**AIM**
Pull out each line of the records that contains the word "child", matching case exactly.
↓↓↓
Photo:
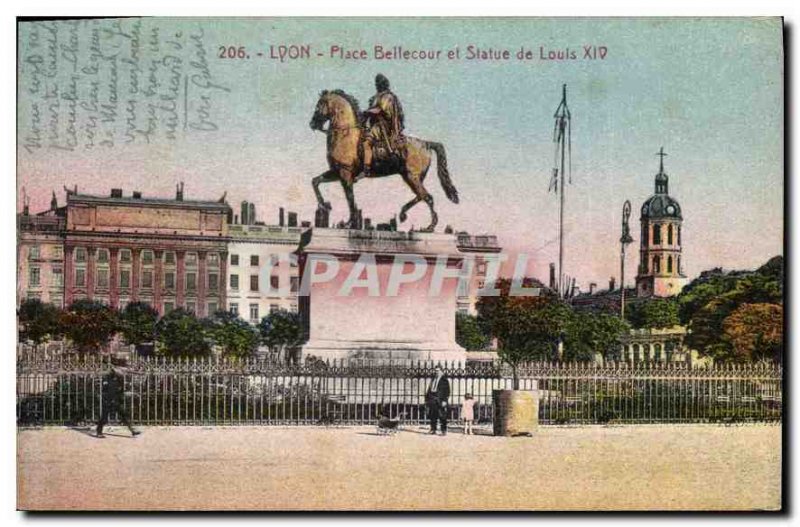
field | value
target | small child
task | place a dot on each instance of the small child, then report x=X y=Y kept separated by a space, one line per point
x=468 y=413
↑↑↑
**WRITTEN RESPONSE**
target | small child
task | place a dot on each instance of the small child, then report x=X y=Y kept separated by a space, one line per point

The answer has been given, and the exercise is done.